__DIRECTIONS__
Please copy the Feed Break privacy passage below word for word and in full.

__DOCUMENT PASSAGE__
______

Feed Break never uploads your settings, your screen contents, or anything else automatically. This download is the only network activity in the app.
Data storage
The only data Feed Break saves is your own settings — whether blocking is on, and which feeds you've enabled. These are stored on your device using Android's standard preference storage and are never transmitted. Uninstalling the app deletes them.
Data sharing
No data is shared or uploaded automatically. The one exception is entirely in your control: the optional “Report a problem” email described below, which only sends if you personally review and send it.
Optional bug reports (“Report a problem”)
Feed Break includes an in-app “Test blocking” check, and — only if that check shows blocking isn't working — an optional “Report a problem” button. Tapping it opens your own email app with a pre-filled draft addressed to the developer, containing: the app's version, your Android version, your device manufacturer and model, the name of the app the test was run against, and the technical on-screen identifiers present on screen during the test (for example reel_recycler). It deliberately never includes on-screen text, video titles, captions, or any other content from your screen — only structural identifiers, used solely to diagnose why blocking failed. Nothing is sent unless you review the draft and press send yourself; Feed Break has no server of its own and cannot send this, or anything else, automatically or in the background.
Permissions
- Accessibility access — you turn Feed Break on yourself in Android's Accessibility settings, and you can turn it off there at any time, which stops the service completely. (Internally the app declares BIND_ACCESSIBILITY_SERVICE on its service so that only the Android system is allowed to connect to it.)
- Internet access — used only for the once-a-day configuration download described under “Network access” above. It cannot be used to read anything on your device, and there is no code path in the app that uploads data automatically.
- Notifications — used only to show the same short “Nope. No doomscrolling.” confirmation each time Feed Break backs you out of Shorts or Reels. That message is static, built into the app, and never contains anything about you, your device, or what you were watching. You're asked to allow this once, after you turn on blocking, and can decline or revoke it at any time in Android's notification settings — blocking itself keeps working exactly the same either way.

______

Items from a data collection:
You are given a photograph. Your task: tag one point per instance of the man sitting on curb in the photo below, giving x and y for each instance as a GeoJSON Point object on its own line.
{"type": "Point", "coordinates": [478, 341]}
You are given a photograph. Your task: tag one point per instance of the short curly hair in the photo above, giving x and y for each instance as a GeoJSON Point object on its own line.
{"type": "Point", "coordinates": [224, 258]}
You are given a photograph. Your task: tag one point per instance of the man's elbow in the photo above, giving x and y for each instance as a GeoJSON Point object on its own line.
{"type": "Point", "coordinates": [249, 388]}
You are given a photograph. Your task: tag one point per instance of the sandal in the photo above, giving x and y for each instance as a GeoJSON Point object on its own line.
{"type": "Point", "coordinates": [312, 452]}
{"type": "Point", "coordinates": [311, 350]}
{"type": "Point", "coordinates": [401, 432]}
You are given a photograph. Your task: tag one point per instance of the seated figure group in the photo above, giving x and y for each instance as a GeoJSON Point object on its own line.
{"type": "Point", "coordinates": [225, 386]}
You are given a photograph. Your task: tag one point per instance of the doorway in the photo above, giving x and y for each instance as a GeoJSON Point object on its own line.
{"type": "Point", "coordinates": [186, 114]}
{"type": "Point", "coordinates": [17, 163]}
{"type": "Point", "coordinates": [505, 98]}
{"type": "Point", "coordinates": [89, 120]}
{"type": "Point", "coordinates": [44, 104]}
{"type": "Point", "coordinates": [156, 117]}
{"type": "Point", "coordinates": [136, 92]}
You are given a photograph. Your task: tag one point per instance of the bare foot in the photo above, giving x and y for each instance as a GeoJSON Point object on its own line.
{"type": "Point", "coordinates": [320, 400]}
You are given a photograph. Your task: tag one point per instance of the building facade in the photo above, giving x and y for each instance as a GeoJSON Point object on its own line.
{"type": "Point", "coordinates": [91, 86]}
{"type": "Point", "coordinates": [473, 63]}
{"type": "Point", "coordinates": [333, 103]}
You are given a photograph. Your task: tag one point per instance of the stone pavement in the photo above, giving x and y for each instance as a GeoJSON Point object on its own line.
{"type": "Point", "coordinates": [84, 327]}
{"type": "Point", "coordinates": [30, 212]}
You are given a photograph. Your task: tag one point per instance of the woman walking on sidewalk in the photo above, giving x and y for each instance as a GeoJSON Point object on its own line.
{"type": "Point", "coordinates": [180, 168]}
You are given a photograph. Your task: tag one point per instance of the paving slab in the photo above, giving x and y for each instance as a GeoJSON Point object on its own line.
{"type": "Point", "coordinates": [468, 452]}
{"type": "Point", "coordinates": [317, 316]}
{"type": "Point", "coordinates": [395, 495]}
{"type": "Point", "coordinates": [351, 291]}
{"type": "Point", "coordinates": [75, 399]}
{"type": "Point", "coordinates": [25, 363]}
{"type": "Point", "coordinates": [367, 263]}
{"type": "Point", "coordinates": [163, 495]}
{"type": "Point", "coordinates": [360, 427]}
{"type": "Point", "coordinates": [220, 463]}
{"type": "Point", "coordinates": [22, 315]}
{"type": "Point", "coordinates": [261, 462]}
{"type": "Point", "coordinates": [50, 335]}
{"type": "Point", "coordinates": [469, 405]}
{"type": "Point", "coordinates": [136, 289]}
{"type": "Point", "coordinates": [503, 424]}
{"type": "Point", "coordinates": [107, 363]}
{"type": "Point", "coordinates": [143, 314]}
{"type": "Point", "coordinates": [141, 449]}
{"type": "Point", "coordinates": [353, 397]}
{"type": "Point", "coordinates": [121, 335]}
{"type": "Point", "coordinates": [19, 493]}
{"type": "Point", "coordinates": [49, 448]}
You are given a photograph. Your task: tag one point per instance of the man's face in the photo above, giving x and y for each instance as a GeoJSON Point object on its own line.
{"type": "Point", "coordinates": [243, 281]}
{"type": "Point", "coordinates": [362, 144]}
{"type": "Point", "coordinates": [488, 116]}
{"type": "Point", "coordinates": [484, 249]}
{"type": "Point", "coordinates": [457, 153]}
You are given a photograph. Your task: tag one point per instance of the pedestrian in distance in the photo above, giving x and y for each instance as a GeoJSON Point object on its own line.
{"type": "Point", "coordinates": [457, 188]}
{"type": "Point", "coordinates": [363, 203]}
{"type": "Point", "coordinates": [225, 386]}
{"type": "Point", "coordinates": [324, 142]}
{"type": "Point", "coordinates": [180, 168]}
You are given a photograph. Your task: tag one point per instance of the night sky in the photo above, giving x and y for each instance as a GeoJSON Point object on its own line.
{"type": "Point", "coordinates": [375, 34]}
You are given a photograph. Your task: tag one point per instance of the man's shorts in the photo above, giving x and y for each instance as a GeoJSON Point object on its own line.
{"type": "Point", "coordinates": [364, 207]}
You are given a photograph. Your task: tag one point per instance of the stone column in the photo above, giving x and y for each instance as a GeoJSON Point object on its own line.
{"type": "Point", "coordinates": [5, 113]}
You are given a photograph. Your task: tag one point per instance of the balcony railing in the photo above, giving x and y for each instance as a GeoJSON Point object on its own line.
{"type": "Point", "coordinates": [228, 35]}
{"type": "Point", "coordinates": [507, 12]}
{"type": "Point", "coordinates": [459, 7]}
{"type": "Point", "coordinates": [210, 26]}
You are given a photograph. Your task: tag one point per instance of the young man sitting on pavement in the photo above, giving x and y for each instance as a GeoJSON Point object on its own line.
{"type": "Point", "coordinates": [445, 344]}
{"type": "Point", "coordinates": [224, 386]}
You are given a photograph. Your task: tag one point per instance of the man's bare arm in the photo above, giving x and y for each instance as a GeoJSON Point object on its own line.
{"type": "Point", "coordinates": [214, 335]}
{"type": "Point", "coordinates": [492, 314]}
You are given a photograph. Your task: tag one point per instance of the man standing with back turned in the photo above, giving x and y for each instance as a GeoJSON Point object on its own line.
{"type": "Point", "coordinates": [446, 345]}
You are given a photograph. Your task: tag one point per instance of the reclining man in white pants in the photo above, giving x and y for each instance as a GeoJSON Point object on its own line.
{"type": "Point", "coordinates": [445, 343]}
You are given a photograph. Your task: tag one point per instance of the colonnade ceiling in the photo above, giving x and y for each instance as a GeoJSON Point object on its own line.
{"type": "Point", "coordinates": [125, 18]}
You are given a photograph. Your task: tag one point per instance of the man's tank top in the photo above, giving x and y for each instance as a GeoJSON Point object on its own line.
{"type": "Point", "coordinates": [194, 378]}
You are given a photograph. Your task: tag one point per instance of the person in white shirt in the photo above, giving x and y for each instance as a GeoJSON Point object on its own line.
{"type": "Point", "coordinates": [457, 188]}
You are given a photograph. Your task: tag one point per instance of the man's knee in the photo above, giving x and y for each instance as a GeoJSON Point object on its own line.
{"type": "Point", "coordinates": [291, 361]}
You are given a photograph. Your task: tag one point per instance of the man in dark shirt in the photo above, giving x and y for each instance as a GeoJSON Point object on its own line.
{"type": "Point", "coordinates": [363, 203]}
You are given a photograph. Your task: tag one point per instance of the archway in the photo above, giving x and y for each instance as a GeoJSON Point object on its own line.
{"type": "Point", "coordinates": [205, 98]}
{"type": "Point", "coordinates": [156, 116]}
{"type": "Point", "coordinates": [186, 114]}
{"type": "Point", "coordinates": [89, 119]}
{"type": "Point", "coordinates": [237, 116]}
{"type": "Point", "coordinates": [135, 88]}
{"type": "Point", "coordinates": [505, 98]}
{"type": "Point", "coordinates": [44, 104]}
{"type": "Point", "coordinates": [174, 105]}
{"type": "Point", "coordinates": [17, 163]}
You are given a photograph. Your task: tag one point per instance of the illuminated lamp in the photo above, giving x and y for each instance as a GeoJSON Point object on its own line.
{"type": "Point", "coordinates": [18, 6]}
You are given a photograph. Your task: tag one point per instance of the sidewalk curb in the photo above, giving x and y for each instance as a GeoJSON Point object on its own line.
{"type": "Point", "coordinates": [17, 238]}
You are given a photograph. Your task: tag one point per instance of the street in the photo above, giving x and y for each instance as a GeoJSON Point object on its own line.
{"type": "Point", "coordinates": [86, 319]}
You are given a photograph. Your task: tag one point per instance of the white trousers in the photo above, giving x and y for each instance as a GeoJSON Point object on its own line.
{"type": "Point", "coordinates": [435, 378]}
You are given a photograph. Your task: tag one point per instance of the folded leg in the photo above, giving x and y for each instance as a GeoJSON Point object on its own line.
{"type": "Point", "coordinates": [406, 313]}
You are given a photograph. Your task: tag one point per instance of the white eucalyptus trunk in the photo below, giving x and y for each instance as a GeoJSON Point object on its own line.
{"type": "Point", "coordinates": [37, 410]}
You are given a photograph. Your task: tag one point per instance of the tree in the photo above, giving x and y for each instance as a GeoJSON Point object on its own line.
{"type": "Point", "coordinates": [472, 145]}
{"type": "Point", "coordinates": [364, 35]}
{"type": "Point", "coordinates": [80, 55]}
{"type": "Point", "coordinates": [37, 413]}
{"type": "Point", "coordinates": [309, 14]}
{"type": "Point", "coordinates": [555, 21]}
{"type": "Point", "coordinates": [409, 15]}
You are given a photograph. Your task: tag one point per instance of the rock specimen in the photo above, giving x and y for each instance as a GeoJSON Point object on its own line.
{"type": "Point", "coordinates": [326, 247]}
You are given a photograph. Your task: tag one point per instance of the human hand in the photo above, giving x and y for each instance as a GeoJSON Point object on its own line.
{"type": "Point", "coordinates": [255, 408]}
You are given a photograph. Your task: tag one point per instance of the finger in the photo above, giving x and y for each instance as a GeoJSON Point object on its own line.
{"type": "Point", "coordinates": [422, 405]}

______

__ANSWER TO THE PROBLEM__
Feed Break never uploads your settings, your screen contents, or anything else automatically. This download is the only network activity in the app.
Data storage
The only data Feed Break saves is your own settings — whether blocking is on, and which feeds you've enabled. These are stored on your device using Android's standard preference storage and are never transmitted. Uninstalling the app deletes them.
Data sharing
No data is shared or uploaded automatically. The one exception is entirely in your control: the optional “Report a problem” email described below, which only sends if you personally review and send it.
Optional bug reports (“Report a problem”)
Feed Break includes an in-app “Test blocking” check, and — only if that check shows blocking isn't working — an optional “Report a problem” button. Tapping it opens your own email app with a pre-filled draft addressed to the developer, containing: the app's version, your Android version, your device manufacturer and model, the name of the app the test was run against, and the technical on-screen identifiers present on screen during the test (for example reel_recycler). It deliberately never includes on-screen text, video titles, captions, or any other content from your screen — only structural identifiers, used solely to diagnose why blocking failed. Nothing is sent unless you review the draft and press send yourself; Feed Break has no server of its own and cannot send this, or anything else, automatically or in the background.
Permissions
- Accessibility access — you turn Feed Break on yourself in Android's Accessibility settings, and you can turn it off there at any time, which stops the service completely. (Internally the app declares BIND_ACCESSIBILITY_SERVICE on its service so that only the Android system is allowed to connect to it.)
- Internet access — used only for the once-a-day configuration download described under “Network access” above. It cannot be used to read anything on your device, and there is no code path in the app that uploads data automatically.
- Notifications — used only to show the same short “Nope. No doomscrolling.” confirmation each time Feed Break backs you out of Shorts or Reels. That message is static, built into the app, and never contains anything about you, your device, or what you were watching. You're asked to allow this once, after you turn on blocking, and can decline or revoke it at any time in Android's notification settings — blocking itself keeps working exactly the same either way.